* [TEXT SECTION]:
We may not have dodged that pesky Mayan apocalypse after all -- because Kris Jenner has her very own talk show premiering on July 15, and a whole slew of promotions to go with it.

Among them? She wants to take a hostage make someone a Kardashian for a day.

The fabulous prizes include travel accommodations to Los Angeles for you and a guest, $5,000 in "seed money" to support an "entrepreneurial project" of your choice, a chance to be on 'Kris,' lunch with Kris or Bruce Jenner for "parenting advice," mani-pedis with Kris and a $1,000 shopping spree at the Kardashians' DASH boutique.

That all sounds terrifying. But hey, free trip to L.A.!

To enter, applicants must submit a one-minute video (which already seems like too much work) explaining why they want to spend a day in the Kardashian-Jenner family, an "entrepreneurial" project you are currently pursuing or planning, and how you have recently expressed love to your family.

They also insist that you start your video by saying "Kris! (or Mom!) as you simultaneously roll your eyes to the camera." No, seriously.

* [AVAILABLE DATA]:
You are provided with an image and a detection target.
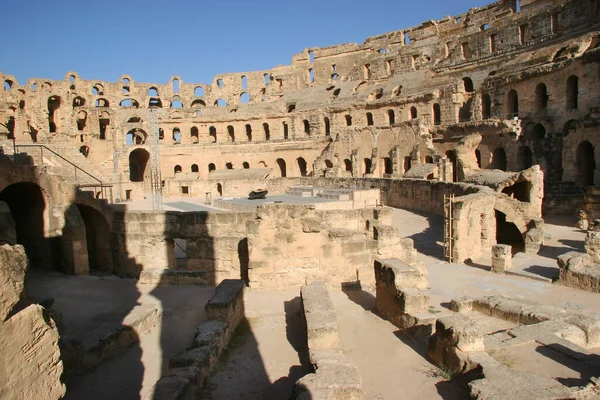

* [REQUIRED TASK]: Continue the piece about Kris Jenner's Kardashian-for-a-day contest with a few more paragraphs, starting after its final sentence.

* [ANSWER TO THE PROBLEM]:
So ours would go a little something like this:


Liz Lemon Eye Roll GIF


We'd like to join the Kardashian-Jenner family because money for nothing sounds sa-WEET. We're so down. In fact, if you adopt us permanently, we'll even let you have the catchphrase, "Everything's coming up Kardashian!" (That's our entrepreneurial project. We worked on that all day.)

Also, we've dated lots of tools, so we'll fit right in with the rest of your daughters. Except maybe Khloe, because Lamar seems kind of cool.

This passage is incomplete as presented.